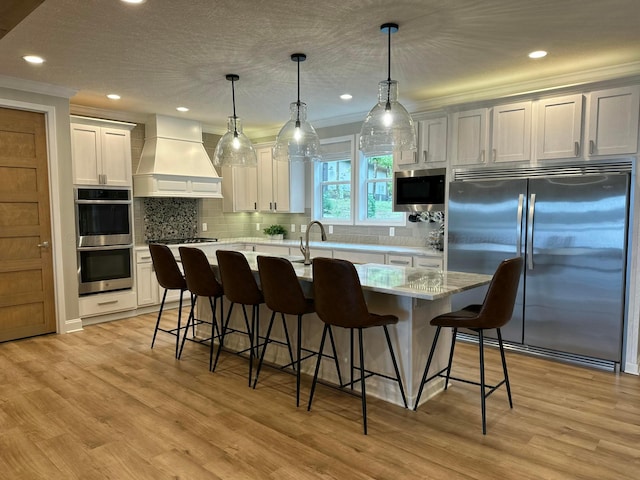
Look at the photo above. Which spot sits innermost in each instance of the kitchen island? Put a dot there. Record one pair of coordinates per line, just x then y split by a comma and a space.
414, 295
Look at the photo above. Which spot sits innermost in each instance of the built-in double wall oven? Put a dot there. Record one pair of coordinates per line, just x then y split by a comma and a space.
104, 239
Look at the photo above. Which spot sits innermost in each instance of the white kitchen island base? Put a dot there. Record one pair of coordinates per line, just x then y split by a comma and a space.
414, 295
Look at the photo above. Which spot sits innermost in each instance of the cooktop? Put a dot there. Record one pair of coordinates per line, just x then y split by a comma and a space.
...
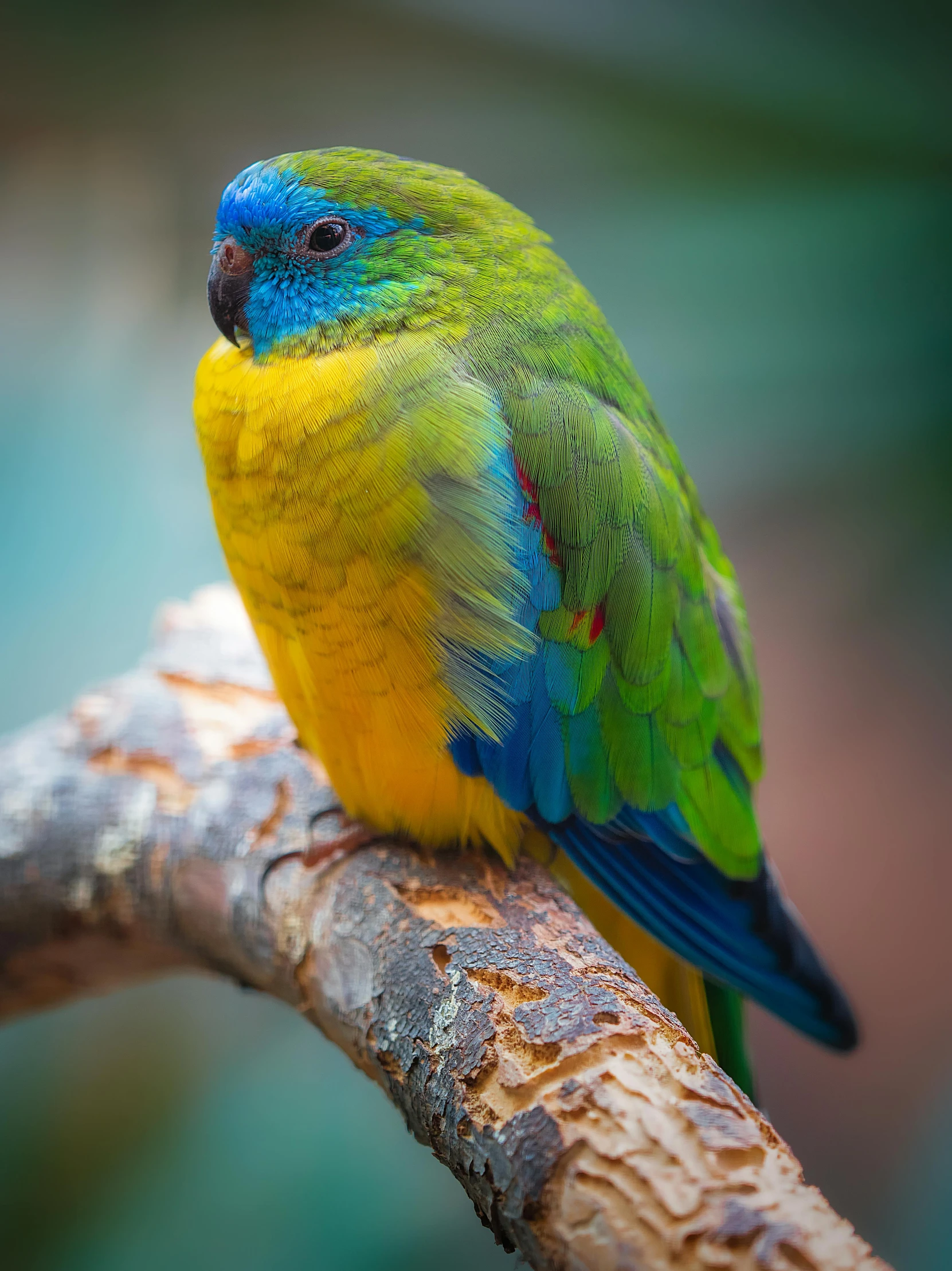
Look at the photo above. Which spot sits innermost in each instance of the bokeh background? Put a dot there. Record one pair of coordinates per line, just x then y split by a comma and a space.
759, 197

DO THIS ▸ Report every line of the entries that contains the word "instance".

EXPECTED OUTPUT ▸
Look at the photo above. Which spot sits innermost in each instance of the kitchen island? Put a dot there. Record one pair of coordinates per line, just x then y split by a comma and a space.
Look at the photo above. Which spot sits innermost in each instance of the built-in double wall oven? Put a dot there. Record one pair of coordinates per line, just x then y split by a comma and a space.
Look at the photo above. Which spot sits innermost in each instance of the white kitchen island base? Put a dot there. Record one pair of coordinates per line, just x then y split by a comma and a space.
Look at the photo above. Which spot sits innermost in each instance of the cooktop? Put a dot there. Record one pair of coordinates per line, just x then y split by a comma and a space.
Look at the photo above. Which spot sits innermost in each instance of the bokeh background? Put a dot there. Record one pair of coordinates per line, just x then y split by a comma and a space.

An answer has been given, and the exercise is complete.